▸ **Aim**
Pick out and copy every line of the records that contains the word "tree", treating uppercase and lowercase as different.

━━━━

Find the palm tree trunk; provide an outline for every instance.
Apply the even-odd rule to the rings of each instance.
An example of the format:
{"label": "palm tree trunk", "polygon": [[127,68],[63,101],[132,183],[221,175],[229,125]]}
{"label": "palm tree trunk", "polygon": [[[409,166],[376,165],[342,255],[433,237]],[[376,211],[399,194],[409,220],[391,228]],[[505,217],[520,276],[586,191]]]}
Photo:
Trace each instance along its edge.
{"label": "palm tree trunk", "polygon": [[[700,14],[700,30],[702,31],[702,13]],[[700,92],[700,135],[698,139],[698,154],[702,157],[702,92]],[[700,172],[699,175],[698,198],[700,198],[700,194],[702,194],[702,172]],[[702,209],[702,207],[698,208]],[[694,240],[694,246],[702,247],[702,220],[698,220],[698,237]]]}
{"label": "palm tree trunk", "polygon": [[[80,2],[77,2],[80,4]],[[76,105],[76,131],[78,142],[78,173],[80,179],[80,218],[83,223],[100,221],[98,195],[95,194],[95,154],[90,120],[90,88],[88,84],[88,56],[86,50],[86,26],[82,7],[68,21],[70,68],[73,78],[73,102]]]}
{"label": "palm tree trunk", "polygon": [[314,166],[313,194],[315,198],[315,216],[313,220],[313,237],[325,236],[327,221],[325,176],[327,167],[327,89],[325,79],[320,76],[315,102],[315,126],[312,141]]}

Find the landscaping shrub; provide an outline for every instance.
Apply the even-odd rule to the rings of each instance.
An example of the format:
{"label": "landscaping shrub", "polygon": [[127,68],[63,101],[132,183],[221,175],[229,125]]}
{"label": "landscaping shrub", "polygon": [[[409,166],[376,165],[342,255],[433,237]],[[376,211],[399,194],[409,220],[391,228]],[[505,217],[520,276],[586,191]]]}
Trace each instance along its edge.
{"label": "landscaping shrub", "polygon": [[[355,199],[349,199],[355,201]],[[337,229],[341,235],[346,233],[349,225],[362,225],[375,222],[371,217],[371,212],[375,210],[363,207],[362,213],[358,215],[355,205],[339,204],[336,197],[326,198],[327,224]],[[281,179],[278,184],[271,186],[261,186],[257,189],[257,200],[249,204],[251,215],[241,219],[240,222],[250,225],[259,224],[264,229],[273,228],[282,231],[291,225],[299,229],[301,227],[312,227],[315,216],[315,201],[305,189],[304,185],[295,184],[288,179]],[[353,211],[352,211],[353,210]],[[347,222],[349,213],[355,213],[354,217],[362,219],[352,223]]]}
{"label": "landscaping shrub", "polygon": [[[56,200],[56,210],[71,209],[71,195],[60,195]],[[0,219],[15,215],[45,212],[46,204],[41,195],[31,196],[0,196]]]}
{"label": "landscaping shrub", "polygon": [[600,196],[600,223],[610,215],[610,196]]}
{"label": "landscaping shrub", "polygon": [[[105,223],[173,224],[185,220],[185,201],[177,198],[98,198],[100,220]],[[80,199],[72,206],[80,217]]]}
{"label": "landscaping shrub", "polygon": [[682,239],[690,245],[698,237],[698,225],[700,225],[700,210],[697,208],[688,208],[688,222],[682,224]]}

━━━━

▸ **The reply**
Find the palm tree trunk; provide an outline for every instance.
{"label": "palm tree trunk", "polygon": [[127,68],[63,101],[132,183],[221,175],[229,125]]}
{"label": "palm tree trunk", "polygon": [[[409,166],[376,165],[342,255],[433,237]],[[376,211],[399,194],[409,220],[391,228]],[[505,217],[520,276],[586,191]]]}
{"label": "palm tree trunk", "polygon": [[[700,14],[700,30],[702,31],[702,13]],[[700,92],[700,135],[698,139],[698,154],[702,157],[702,92]],[[700,172],[699,175],[698,198],[700,198],[700,194],[702,194],[702,172]],[[702,209],[702,207],[698,208]],[[694,240],[694,246],[702,247],[702,220],[698,220],[698,237]]]}
{"label": "palm tree trunk", "polygon": [[[80,2],[77,2],[80,4]],[[76,105],[76,131],[78,142],[78,173],[80,179],[80,218],[83,223],[100,221],[98,195],[95,194],[95,154],[90,120],[90,88],[88,84],[88,56],[86,50],[86,26],[82,7],[68,21],[70,68],[73,78],[73,102]]]}
{"label": "palm tree trunk", "polygon": [[314,166],[313,194],[315,198],[315,216],[313,220],[313,237],[325,236],[327,221],[325,176],[327,167],[327,89],[325,79],[320,76],[315,102],[315,126],[312,141]]}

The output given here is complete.